TASK TO COMPLETE
Could you copy, word for word, only the lines from the one containing "Where can you spot the dirt" through the last line of the records below, both included?

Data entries
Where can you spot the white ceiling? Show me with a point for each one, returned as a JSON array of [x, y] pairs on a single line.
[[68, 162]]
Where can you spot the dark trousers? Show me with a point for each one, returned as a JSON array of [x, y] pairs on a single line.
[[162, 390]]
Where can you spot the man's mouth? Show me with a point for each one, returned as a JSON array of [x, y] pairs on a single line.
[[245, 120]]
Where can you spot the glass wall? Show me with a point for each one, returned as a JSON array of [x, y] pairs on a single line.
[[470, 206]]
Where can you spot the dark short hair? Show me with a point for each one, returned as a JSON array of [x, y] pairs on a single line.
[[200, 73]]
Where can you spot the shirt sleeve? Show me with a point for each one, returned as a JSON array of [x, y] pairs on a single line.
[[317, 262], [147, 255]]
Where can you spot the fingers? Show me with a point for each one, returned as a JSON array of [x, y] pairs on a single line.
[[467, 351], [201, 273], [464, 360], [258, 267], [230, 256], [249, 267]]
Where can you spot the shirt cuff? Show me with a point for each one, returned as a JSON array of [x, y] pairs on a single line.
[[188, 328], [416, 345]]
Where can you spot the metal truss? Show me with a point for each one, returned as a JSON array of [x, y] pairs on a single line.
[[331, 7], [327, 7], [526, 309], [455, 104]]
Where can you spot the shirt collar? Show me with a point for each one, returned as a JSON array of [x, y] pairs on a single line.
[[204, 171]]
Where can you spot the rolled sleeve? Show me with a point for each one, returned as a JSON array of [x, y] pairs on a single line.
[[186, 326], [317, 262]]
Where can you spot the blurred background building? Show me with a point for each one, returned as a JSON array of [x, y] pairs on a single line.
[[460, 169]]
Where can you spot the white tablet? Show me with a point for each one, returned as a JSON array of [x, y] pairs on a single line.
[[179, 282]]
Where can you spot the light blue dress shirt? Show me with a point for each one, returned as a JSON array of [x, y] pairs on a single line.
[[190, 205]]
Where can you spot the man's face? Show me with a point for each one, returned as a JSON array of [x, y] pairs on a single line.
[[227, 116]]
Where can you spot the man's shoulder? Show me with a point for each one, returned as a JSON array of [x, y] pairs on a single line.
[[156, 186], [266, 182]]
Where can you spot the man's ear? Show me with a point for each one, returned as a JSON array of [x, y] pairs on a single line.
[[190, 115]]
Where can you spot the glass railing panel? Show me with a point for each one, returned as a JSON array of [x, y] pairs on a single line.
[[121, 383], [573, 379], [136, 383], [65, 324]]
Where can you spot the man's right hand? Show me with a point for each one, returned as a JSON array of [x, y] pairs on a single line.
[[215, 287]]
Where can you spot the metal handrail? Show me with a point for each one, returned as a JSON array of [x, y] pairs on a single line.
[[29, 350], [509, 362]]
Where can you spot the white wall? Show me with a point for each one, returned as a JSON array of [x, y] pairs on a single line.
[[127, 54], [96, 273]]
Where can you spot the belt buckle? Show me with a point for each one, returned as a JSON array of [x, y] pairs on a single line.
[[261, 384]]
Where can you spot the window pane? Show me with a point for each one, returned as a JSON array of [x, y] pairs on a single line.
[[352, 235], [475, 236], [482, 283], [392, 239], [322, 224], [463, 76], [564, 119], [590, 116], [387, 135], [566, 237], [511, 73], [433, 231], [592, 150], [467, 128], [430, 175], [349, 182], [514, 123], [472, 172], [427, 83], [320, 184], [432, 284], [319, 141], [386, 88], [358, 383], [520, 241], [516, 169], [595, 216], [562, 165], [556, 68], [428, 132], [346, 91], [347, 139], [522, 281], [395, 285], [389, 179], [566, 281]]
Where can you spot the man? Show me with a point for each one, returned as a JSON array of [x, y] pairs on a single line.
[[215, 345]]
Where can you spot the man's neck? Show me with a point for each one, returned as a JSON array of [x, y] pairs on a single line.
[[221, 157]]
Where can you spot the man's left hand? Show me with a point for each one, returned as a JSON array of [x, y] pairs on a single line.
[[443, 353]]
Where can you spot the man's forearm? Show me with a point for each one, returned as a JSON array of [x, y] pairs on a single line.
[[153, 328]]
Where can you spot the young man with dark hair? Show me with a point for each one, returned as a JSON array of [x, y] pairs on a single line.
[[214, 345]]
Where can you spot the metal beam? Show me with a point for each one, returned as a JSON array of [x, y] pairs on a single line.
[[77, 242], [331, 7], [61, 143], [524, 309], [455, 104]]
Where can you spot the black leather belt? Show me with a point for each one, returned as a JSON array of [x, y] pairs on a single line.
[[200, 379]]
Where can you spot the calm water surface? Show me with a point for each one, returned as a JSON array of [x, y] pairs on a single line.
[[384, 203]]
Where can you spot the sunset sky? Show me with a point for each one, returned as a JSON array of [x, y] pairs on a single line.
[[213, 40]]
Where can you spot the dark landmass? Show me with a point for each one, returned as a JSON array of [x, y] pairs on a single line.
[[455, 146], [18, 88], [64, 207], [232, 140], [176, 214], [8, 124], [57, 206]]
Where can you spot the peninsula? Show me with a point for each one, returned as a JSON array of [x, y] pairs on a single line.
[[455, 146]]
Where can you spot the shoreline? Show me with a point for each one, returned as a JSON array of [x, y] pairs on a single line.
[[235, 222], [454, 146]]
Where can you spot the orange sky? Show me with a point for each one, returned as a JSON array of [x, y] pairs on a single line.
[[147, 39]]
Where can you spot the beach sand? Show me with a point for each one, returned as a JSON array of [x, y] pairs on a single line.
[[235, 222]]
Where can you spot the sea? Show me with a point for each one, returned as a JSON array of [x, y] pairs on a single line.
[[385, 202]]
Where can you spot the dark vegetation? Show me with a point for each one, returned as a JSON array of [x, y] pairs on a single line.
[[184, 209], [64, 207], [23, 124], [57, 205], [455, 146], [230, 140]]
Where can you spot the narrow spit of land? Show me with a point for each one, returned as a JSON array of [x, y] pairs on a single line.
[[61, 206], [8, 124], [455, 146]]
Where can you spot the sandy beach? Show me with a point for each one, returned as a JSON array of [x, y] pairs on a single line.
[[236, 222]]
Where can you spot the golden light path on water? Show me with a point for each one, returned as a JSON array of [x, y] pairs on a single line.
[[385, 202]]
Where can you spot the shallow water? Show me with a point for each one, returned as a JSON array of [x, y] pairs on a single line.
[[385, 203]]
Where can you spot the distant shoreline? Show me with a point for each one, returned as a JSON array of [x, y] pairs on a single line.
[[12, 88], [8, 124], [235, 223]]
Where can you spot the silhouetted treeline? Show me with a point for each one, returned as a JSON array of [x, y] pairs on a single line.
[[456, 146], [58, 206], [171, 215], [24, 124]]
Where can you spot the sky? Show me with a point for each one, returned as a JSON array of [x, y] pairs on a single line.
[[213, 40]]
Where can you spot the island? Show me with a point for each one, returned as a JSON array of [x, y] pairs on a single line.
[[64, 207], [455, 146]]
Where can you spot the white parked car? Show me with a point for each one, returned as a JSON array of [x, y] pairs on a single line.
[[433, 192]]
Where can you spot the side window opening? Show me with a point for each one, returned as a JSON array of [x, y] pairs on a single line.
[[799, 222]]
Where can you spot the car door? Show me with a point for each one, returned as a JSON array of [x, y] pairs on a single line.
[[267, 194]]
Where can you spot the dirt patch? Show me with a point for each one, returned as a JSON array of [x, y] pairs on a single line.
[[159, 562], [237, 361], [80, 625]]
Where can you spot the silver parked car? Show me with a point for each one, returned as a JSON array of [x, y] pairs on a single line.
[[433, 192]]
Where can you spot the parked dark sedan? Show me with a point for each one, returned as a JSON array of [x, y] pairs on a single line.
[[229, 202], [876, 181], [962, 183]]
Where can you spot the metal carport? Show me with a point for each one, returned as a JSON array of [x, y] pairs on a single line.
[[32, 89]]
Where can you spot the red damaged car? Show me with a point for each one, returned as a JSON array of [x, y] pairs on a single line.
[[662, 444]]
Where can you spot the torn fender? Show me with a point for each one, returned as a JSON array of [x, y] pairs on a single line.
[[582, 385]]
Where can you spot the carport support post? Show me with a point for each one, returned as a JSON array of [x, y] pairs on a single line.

THE REPLY
Where can you spot the dirt patch? Show me with a point for each one, returned as a JSON array of [x, y] pairs on a single line.
[[159, 562], [237, 361], [80, 625]]
Where can you spot the silver parked car? Show me with a point for each one, returned as a JSON array of [x, y] pairs on a single line.
[[433, 192]]
Where can you spot the parked dark sedan? Show me with a point for each one, returned as a JSON array of [x, y] pairs on a single line.
[[229, 202], [876, 181], [962, 183]]
Where can you spot the metal carport? Show me with a point for each one, returned as a JSON array of [x, y] pairs on a single line.
[[32, 89]]
Where can you spot the red damaged car? Show me with a point for each one, returned as a JSON array of [x, y] pairs on a single line.
[[662, 444]]
Where can you spot the torn fender? Show me with a point for each one, returned as a JSON array of [x, y] pairs on a single line.
[[582, 385]]
Where can you spot the carport support post? Show me with a point for each one, returned as a JSON array of [x, y] pairs on a single line.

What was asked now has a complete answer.